▶ [Goal]: Please change every "indicate" in the records below to "mark" and reproduce them with nothing else altered.

________

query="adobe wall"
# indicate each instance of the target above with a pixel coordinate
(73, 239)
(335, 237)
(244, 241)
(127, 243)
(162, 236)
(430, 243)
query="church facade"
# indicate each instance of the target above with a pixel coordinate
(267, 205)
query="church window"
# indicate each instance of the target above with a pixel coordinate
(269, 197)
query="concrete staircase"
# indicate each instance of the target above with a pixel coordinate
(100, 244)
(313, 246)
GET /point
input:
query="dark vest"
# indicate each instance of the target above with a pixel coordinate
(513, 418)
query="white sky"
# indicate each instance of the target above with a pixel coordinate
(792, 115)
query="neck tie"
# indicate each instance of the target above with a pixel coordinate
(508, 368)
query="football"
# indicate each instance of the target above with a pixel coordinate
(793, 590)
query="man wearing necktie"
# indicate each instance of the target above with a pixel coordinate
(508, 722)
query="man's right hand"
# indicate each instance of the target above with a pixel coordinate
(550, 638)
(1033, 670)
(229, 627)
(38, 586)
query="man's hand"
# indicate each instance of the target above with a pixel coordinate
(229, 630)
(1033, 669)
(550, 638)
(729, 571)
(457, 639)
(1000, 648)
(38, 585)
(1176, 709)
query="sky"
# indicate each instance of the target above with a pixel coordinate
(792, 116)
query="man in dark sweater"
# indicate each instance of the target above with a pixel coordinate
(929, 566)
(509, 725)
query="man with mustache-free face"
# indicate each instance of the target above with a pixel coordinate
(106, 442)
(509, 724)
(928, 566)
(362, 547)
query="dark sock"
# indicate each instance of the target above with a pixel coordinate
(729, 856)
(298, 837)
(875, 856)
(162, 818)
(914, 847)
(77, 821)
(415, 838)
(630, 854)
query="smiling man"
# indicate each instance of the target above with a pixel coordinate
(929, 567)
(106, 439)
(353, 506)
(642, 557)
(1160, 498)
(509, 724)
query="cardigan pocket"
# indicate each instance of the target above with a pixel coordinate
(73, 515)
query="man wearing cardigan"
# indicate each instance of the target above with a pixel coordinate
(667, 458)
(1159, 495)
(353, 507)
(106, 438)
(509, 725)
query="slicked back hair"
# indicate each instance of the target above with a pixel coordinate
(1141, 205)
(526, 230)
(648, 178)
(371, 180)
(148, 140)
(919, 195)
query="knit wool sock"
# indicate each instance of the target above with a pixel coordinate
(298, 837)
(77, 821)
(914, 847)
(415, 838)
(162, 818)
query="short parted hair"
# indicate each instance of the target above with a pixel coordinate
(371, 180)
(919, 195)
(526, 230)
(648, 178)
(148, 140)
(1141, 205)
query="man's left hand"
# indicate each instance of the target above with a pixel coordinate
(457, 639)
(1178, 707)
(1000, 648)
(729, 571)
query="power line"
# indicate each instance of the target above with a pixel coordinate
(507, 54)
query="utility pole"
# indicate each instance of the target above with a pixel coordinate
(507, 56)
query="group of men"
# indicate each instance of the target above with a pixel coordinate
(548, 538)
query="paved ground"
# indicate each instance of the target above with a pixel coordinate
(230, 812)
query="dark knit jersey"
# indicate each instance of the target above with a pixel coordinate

________

▶ [Response]:
query="adobe wall"
# mark each instance of the target above with a pixel coordinate
(73, 239)
(335, 237)
(244, 241)
(127, 243)
(162, 236)
(430, 243)
query="church facade"
# mark each instance of the target above with a pixel coordinate
(267, 205)
query="church window"
# mark each instance of the target above with a pixel coordinate
(269, 197)
query="concrete staircase"
# mark each instance of the target above with a pixel coordinate
(100, 244)
(313, 246)
GET /point
input:
query="dark vest"
# mark each instance of the target above with a pixel coordinate
(513, 418)
query="white sky"
# mark each instance of the target above with a pixel coordinate
(792, 115)
query="neck tie"
# mark each instance of the target above with a pixel coordinate
(508, 368)
query="football"
# mark each instance of the target above with a pixel coordinate
(793, 590)
query="man wearing necktie"
# mark each instance of the target above with a pixel coordinate
(508, 722)
query="man's right hand"
# mark each instance of the target above with a pixel coordinate
(550, 638)
(1033, 670)
(229, 627)
(38, 586)
query="man's hand"
# mark each instance of the target above with a pixel coordinate
(229, 630)
(1033, 669)
(550, 638)
(729, 571)
(457, 639)
(1000, 648)
(38, 585)
(1176, 709)
query="sky"
# mark each instance of the target above with a pixel coordinate
(792, 116)
query="man in dark sweater"
# mark each instance of the target above with a pixel coordinate
(929, 566)
(509, 725)
query="man with mustache-free face"
# mark each instance of the target above with a pixel coordinate
(106, 442)
(509, 724)
(928, 566)
(362, 547)
query="dark sock"
# mark each instance of the target above with a pixel coordinate
(729, 856)
(298, 837)
(875, 856)
(162, 818)
(914, 847)
(77, 821)
(415, 838)
(630, 854)
query="smiling man"
# mark each instance of the target above with a pixel coordinate
(929, 567)
(106, 439)
(353, 506)
(642, 557)
(1160, 498)
(509, 724)
query="cardigan pocket"
# mark each instance of the target above with a pixel coordinate
(73, 515)
query="man wearing cardigan"
# mark each instance of the target above with a pixel coordinate
(667, 458)
(1159, 495)
(353, 507)
(106, 438)
(509, 725)
query="slicked back hair"
# mark each instance of the target above with a pixel coordinate
(1141, 205)
(526, 230)
(648, 178)
(371, 180)
(148, 140)
(919, 195)
query="knit wool sock"
# mark each instance of the target above with a pixel coordinate
(298, 837)
(77, 821)
(914, 847)
(415, 838)
(162, 818)
query="short parted hair"
# mark each instance of the target above with a pixel coordinate
(371, 180)
(919, 195)
(526, 230)
(648, 178)
(148, 140)
(1141, 205)
query="man's left hand"
# mark each instance of the target above with a pixel coordinate
(457, 639)
(1178, 707)
(1000, 648)
(729, 571)
query="power line"
# mark each instance of the target above with a pixel coordinate
(507, 54)
query="utility pole"
# mark each instance of the target above with a pixel coordinate
(507, 56)
query="group of men"
# mark each instance of the target above with a pixel coordinate
(548, 538)
query="paved ground"
# mark each instance of the target above with a pixel coordinate
(230, 812)
query="dark knit jersey"
# mark each instance of the target above with a pixel coordinate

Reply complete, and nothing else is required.